[START]

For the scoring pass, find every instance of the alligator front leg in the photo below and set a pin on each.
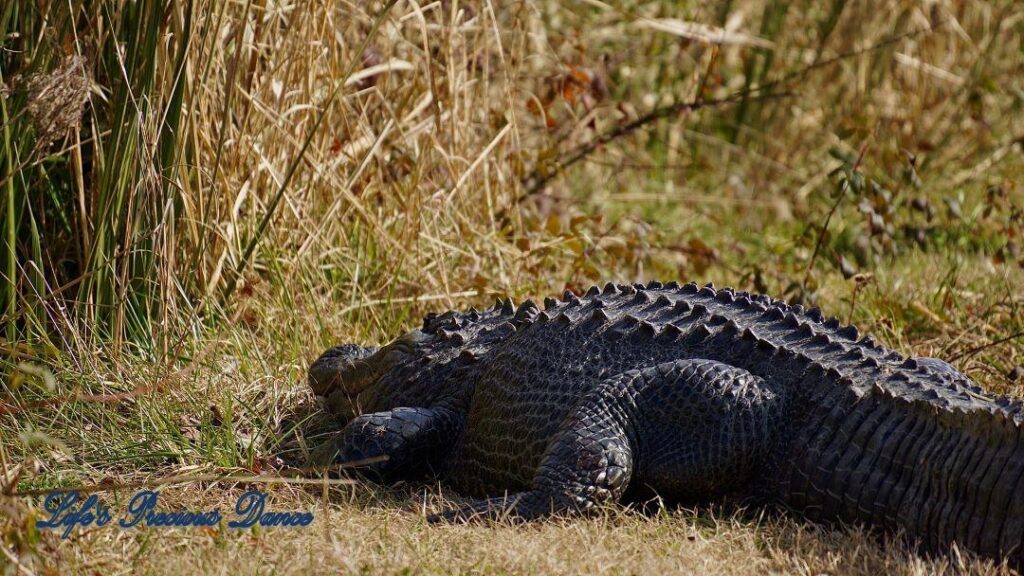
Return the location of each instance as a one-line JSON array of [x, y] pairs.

[END]
[START]

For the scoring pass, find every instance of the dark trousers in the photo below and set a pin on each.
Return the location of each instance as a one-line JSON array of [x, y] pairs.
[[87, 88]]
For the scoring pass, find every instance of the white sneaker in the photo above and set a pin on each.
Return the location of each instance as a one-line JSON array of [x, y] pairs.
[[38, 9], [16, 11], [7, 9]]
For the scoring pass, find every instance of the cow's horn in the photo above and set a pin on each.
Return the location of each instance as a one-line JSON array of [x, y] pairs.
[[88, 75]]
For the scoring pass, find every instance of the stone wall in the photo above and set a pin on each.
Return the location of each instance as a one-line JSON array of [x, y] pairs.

[END]
[START]

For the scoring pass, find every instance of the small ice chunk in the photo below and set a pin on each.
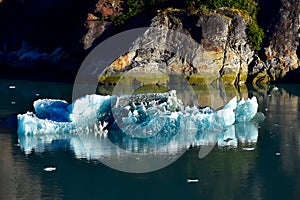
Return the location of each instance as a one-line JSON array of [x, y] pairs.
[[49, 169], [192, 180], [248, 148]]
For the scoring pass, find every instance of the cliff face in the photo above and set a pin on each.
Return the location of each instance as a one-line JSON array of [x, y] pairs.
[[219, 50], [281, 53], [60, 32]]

[END]

Task description: Show each line of the items above that contains the string "find".

Problem solution:
For the scoring pass, find every instance of the alligator front leg in the photo below and set a pin on each.
For the scoring pass, find every instance of the dark trousers in the photo below and set a pin on each.
For the scoring pass, find every instance of the white sneaker in the photo above and set a pin on each.
For the scoring pass, find every instance of the cow's horn in the photo above and set a pin on each.
For the scoring pass, find every instance of the stone wall in the photo above and set a pin on each.
For the scoring pass, find every instance of the small ice chunk in the photo below and set a pin on each.
For the scoring pass, find every instance of the cliff face in the photo above and set a pin on each.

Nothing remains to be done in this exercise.